Task to complete: Copy each of the entries below faithfully, setting aside any pictures.

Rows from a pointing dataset
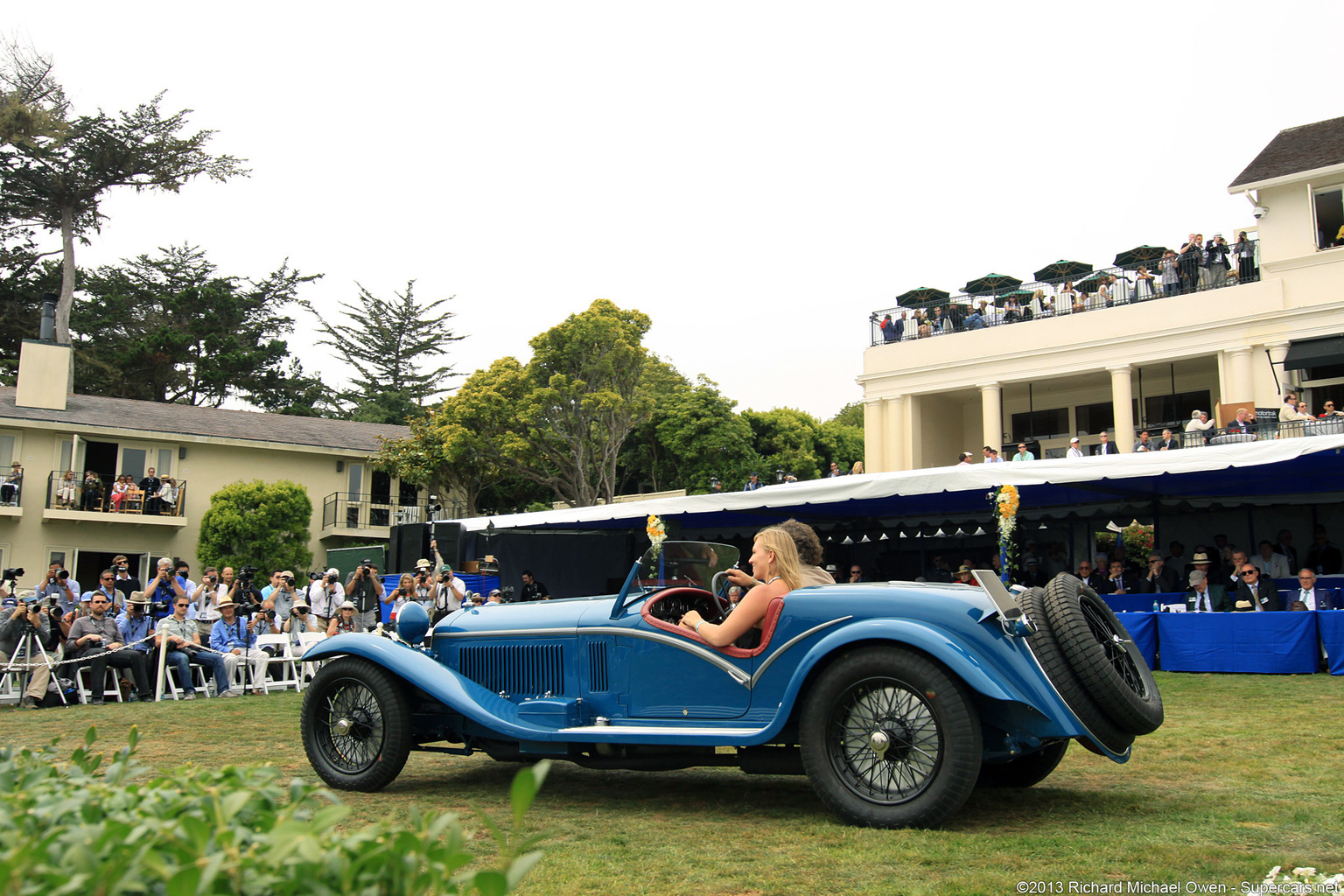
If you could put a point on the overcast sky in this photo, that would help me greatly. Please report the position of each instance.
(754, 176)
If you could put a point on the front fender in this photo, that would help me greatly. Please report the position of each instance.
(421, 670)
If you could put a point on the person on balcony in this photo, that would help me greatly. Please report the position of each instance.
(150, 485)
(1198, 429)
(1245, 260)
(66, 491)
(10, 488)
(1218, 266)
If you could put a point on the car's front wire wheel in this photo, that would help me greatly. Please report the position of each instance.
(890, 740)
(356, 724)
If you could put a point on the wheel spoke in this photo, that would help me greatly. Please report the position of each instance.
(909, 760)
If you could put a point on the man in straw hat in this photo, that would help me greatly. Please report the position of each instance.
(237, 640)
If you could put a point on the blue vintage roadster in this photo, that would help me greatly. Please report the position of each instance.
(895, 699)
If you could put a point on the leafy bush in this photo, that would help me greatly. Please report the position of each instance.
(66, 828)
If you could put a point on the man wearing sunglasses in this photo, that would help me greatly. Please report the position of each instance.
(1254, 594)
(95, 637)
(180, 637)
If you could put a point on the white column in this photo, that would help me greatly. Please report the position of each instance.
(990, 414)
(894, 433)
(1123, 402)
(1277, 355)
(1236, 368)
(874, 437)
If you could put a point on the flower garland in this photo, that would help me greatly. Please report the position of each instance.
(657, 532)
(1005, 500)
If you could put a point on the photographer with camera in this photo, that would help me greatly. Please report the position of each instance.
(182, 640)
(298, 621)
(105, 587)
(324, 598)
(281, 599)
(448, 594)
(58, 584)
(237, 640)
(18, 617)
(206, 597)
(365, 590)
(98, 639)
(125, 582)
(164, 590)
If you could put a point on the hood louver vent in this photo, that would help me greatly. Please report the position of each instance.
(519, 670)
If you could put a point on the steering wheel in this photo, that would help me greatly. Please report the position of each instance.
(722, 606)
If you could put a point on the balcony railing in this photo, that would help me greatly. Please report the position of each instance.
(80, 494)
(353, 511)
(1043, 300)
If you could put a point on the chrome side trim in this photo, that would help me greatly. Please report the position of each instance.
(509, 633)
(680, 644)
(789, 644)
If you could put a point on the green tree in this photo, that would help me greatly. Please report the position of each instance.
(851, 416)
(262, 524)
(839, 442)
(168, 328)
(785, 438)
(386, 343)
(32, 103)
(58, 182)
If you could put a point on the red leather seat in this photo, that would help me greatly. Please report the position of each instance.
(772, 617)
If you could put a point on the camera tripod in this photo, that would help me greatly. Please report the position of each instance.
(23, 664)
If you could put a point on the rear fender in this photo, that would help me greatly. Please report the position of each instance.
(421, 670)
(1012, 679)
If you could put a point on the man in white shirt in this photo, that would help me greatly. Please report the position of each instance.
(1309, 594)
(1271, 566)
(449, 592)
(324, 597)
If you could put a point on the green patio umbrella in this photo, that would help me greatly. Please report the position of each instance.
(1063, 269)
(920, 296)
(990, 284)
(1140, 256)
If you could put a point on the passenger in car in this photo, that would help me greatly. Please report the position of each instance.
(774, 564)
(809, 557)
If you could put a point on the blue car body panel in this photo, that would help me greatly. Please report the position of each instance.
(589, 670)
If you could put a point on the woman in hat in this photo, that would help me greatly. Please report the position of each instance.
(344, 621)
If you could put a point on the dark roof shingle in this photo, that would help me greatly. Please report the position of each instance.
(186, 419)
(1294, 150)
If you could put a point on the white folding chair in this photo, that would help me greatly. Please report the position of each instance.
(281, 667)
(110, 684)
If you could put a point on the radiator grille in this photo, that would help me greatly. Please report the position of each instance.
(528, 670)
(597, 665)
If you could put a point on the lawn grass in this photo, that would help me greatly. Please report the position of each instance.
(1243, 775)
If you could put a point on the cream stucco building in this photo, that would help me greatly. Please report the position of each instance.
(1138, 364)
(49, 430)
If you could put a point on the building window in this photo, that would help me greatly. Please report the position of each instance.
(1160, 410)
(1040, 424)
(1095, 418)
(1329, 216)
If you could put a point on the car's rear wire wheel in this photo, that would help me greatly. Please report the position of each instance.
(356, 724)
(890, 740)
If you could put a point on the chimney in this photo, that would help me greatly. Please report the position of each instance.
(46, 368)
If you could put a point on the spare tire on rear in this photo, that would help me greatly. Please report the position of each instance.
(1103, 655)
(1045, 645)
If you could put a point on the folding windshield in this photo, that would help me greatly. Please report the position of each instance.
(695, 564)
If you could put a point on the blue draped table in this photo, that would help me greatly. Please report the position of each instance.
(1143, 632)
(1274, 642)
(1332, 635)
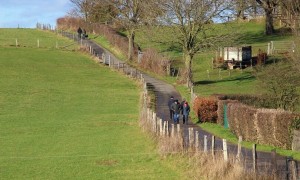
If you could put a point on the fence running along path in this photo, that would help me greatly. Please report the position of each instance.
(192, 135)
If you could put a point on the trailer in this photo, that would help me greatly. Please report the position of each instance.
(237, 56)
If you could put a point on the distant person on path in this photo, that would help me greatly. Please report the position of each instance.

Output of the task:
If you could put a point on the overcast sky in this photo, that would help me greatly. Please report the position of each instance.
(754, 176)
If you could put a point on the front fender in this photo, that would help me greatly. Please report the position of each instance.
(421, 670)
If you could put a point on the person on balcony in this photo, that would help me greatly. Please report the position of each instance.
(150, 485)
(1198, 429)
(1245, 260)
(66, 491)
(10, 488)
(1218, 266)
If you could put a point on the car's front wire wheel in this photo, that would help me greatly. Please report the position of each instance.
(890, 740)
(356, 724)
If you could put a point on the wheel spoke in this photo, that would help me greatly. Please report the position of each instance.
(909, 760)
If you could put a point on the man in straw hat in this photo, that would help me greatly. Please report the position of each instance.
(237, 640)
If you could put a point on the blue vintage roadster in this photo, that would help me greatly. Please report the position of each instance.
(895, 699)
If you could put a point on the leafy bush in this photo, that would help me greatly. Please report the position of each instance.
(66, 828)
If you could put a point on the man wearing sunglasses in this photo, that would help me greatly. Please report the position of each instance.
(1254, 594)
(95, 637)
(180, 637)
If you could put a point on the white column in this photo, that would help me greatly. Please report the position of each instance.
(990, 414)
(894, 433)
(1123, 402)
(1277, 355)
(1236, 368)
(874, 437)
If you could put a point on the flower garland in this photo, that would help me greatly. Please report the position of each instance.
(657, 532)
(1005, 500)
If you could put a point on the photographer with camera in this photo, that would help me greatly. Please report the position of each instance.
(182, 640)
(298, 621)
(105, 587)
(324, 598)
(281, 599)
(448, 594)
(58, 584)
(237, 640)
(18, 617)
(206, 597)
(365, 590)
(98, 639)
(125, 582)
(164, 590)
If you could put a point on the hood louver vent in this photo, that would help me greatly. Please report the position of each instance.
(519, 670)
If you could put a point on the steering wheel in this photo, that would help me greatly. Please report the position of each instance.
(722, 606)
If you could put a point on the balcony railing in this photo, that would help me greatly. Please report the position of each instance.
(80, 494)
(353, 511)
(1043, 300)
If you could put a point on the chrome side trim in this photo, that would help me greatly. Please report the position of each instance.
(509, 633)
(680, 644)
(789, 644)
If you could put a point on the green tree in this photo, that would help me greatly. Please report the position of each instance.
(851, 416)
(262, 524)
(839, 442)
(168, 328)
(785, 438)
(386, 343)
(32, 103)
(58, 182)
If you could put a point on the red leather seat in this photo, that would help me greatly. Please report the position of each instance.
(772, 617)
If you could put a point on the camera tripod in this photo, that would help me greatly. Please report the position of each instance.
(23, 664)
If you could put a point on the rear fender in this photo, that would help me greatly. Please report the position of each instance.
(421, 670)
(1012, 679)
If you could put a point on the man in white shirt in this photo, that would help me greatly. Please report the position of each instance.
(1309, 594)
(1271, 566)
(449, 592)
(324, 597)
If you could put a point on the green patio umbrella in this photo, that would help me greatly. Please report the position of each instance.
(1063, 269)
(920, 296)
(990, 284)
(1140, 256)
If you could put a point on the passenger in car in this photo, that would help me greatly. Please report the position of each instance.
(774, 564)
(809, 557)
If you could put a point on the blue car body panel in this photo, that would help me greatly. Please report the position of each instance.
(589, 670)
If you could put a point on the woman in hat in this photo, that would help me greatly. Please report the position of each instance.
(344, 621)
If you could put a point on the dark roof shingle in this photo, that would help me greatly. Please report the position of each instance.
(186, 419)
(1294, 150)
If you could put a point on the white folding chair in this photo, that would help me greatly. Please report the position of each instance.
(281, 667)
(110, 684)
If you could put a point on the radiator grille in this photo, that would help me greatly. Please report the position of each instance.
(528, 670)
(597, 665)
If you could put a point on the lawn grass in this photo, that would help me greatly. Please report the position of each instance.
(1243, 775)
If you could put a point on the cream stucco building in this photo, that would help me greatly. Please report the position of each instance.
(1138, 364)
(49, 430)
If you could put a point on the building window in this photo, that would help me greatly. Please report the position of each instance.
(1160, 410)
(1040, 424)
(1095, 418)
(1329, 216)
If you could put a point on the car's rear wire wheel in this photo, that would help me greatly. Please report the position of each instance.
(356, 724)
(890, 740)
If you could put a point on the chimney in this photo, that would help me greatly. Please report the position of each instance.
(46, 368)
If you could put a point on the spare tire on rear in this photo, that would help me greatly. Please report the position of each instance.
(1103, 655)
(1045, 645)
If you could put a point on the folding windshield in this photo, that would help me greatly. Please report the position of each instance.
(695, 564)
If you could put a point on the blue draped table in this photo, that would help me greatly. Please report the position of each instance.
(1143, 632)
(1274, 642)
(1332, 635)
If you could put a point on the fence running along path in this photo, that would help me greatly. Please report the position of each instance.
(192, 135)
If you could put a point on the trailer in this photo, that would help me greatly. Please report the position of each instance.
(237, 56)
If you could put a point on the distant person on path in this photo, that would help me greatly. Please report the position of each instance.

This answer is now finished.